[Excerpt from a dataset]
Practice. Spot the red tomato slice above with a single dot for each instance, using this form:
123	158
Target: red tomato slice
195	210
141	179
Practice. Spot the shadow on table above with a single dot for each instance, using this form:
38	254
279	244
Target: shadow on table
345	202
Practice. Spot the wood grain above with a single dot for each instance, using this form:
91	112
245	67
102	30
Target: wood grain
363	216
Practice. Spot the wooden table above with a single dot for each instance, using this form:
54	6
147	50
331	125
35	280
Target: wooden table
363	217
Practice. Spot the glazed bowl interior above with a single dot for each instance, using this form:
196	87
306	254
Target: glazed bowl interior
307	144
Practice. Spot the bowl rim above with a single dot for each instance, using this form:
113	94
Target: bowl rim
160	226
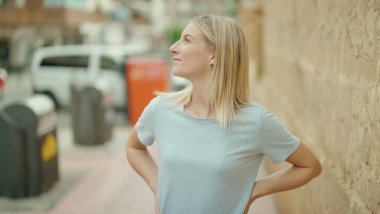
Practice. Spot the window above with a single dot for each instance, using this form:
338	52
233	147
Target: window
66	61
108	63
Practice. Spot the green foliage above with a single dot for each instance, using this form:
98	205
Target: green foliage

#### [TASK TO CARRY OUT]
Extract the stretch of the records above from the line containing "Practice. Spot the bowl" through the end of the records, reproducing each line without alteration. Leave the pictures out of your answer.

#### [CORRECT RESPONSE]
Practice. Spot the bowl rim above with a single dot for each instance, using this form:
113	94
Target: bowl rim
160	226
Practice. Spot the window above with a single dot for each instance, using this form:
338	52
233	147
Target: window
66	61
108	63
Practice. Spot the green foliage above with a single dot for each instance, using this form:
98	205
Target: green foliage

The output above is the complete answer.